§ **SOURCE DATA**

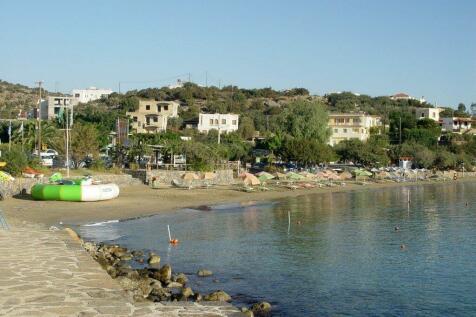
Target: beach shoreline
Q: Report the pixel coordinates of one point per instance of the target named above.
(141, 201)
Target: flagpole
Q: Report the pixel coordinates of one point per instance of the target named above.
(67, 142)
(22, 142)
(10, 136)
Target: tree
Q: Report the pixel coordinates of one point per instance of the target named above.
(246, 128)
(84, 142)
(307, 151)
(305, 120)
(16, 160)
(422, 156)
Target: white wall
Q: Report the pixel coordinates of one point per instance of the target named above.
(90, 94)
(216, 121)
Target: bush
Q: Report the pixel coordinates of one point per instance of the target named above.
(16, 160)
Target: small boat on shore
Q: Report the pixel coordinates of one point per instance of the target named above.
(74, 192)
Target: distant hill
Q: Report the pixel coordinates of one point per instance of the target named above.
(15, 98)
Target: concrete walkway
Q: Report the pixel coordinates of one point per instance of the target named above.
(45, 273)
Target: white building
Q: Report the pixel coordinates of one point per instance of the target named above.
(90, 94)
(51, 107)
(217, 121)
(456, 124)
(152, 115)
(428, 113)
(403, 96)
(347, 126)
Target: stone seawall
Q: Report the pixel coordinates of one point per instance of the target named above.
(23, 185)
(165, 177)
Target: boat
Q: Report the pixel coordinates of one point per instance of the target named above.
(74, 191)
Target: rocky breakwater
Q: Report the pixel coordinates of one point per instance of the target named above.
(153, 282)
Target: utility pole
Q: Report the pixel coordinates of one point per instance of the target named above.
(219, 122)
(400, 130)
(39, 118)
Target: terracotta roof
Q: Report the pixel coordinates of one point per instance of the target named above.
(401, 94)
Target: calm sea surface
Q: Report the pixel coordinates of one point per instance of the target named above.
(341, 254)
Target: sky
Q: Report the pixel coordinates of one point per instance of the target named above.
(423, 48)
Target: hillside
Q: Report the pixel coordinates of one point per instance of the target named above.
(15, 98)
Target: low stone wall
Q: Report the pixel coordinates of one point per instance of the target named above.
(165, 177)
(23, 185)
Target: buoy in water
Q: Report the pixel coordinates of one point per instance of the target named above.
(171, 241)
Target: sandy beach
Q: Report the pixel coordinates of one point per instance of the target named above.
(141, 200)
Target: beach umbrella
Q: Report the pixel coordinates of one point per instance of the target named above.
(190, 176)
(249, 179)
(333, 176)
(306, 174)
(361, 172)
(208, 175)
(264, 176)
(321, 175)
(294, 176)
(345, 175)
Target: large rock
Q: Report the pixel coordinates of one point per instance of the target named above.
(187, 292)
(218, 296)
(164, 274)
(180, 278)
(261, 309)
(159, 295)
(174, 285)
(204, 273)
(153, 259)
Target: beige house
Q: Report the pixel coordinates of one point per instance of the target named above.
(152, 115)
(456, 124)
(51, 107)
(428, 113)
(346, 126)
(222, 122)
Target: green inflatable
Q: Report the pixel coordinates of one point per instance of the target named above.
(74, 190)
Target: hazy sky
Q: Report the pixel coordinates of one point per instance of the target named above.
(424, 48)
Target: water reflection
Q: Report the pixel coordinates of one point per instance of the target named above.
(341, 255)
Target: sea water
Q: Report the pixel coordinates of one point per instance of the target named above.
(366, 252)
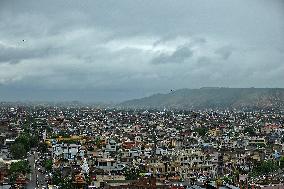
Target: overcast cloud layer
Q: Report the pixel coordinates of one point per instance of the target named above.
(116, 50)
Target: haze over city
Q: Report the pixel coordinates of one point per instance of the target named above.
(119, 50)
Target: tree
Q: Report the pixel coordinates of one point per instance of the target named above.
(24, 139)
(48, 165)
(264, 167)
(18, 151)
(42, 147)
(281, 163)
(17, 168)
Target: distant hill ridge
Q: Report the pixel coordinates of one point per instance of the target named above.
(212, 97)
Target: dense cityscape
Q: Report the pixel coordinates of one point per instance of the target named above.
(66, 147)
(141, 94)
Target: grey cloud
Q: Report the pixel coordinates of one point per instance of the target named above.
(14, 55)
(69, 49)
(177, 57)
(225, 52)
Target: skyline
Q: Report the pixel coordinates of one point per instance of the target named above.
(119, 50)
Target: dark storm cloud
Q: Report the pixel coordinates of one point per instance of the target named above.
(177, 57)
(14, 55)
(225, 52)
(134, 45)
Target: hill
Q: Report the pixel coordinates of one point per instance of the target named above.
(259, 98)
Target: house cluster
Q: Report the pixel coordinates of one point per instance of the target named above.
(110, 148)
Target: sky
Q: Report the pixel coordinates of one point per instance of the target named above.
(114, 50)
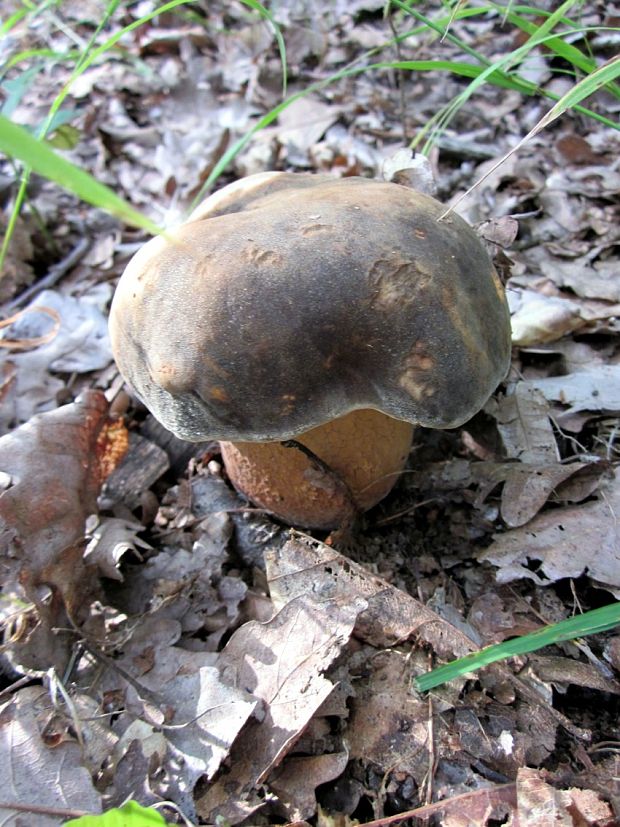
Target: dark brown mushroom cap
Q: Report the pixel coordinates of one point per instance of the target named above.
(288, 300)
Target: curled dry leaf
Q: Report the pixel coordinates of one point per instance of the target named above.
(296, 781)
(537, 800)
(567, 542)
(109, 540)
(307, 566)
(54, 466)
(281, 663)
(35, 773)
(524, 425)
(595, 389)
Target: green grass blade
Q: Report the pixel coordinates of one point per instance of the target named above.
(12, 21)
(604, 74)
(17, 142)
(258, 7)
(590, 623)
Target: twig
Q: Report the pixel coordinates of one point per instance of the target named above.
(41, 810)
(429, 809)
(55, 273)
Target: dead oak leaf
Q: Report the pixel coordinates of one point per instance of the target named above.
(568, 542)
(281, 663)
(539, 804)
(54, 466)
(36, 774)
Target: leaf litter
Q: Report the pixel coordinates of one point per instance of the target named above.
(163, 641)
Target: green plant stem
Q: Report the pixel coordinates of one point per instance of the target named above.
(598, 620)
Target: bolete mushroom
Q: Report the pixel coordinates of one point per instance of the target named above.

§ **WHAT YOU WILL DO**
The answer must consist of every line from the entries above that contains the string "cloud".

§ **SOLUTION FOR THIS EXERCISE**
Target: overcast cloud layer
Target: grey cloud
Target: dark storm cloud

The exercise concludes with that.